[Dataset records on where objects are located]
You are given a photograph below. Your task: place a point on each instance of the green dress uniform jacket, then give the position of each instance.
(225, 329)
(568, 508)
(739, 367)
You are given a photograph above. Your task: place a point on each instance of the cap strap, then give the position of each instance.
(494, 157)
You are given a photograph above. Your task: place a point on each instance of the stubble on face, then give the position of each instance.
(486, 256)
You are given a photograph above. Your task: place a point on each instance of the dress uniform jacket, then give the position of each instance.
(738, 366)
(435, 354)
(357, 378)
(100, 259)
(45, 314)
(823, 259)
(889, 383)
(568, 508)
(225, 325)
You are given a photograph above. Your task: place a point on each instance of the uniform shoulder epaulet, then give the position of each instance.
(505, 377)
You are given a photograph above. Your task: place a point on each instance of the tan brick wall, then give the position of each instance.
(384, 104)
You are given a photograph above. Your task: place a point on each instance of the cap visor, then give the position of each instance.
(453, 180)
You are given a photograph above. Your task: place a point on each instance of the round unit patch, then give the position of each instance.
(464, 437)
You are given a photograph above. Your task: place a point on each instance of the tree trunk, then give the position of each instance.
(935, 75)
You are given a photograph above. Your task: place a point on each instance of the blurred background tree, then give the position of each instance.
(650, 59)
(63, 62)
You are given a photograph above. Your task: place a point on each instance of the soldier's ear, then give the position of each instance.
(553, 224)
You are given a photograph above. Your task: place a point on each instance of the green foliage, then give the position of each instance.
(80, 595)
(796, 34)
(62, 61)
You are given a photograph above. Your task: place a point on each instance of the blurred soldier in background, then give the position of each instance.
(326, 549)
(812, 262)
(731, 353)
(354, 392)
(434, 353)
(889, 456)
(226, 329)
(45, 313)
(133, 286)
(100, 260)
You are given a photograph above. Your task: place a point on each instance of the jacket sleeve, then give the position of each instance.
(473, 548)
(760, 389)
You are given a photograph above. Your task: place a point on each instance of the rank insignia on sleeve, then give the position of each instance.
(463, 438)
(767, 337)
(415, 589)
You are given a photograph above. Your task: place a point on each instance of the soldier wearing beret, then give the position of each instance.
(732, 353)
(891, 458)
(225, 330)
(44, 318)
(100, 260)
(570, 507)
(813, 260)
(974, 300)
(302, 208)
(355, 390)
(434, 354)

* WHAT THE TASK REQUIRES
Copy out the part of the records above word for word, starting at the line that contains "of the rank" and ending with the last line of the records.

* TASK RESULT
You are given a photograph above. Your task: place a point on each instance of the rank insignia on sleeve, then give the position of each instance.
(463, 438)
(767, 337)
(415, 589)
You are given a photograph above. Your task: place a point on each instance of the soldier wearing beret, then give the position of each instance.
(732, 353)
(891, 458)
(225, 330)
(44, 318)
(100, 260)
(570, 507)
(813, 260)
(974, 300)
(302, 208)
(355, 390)
(434, 354)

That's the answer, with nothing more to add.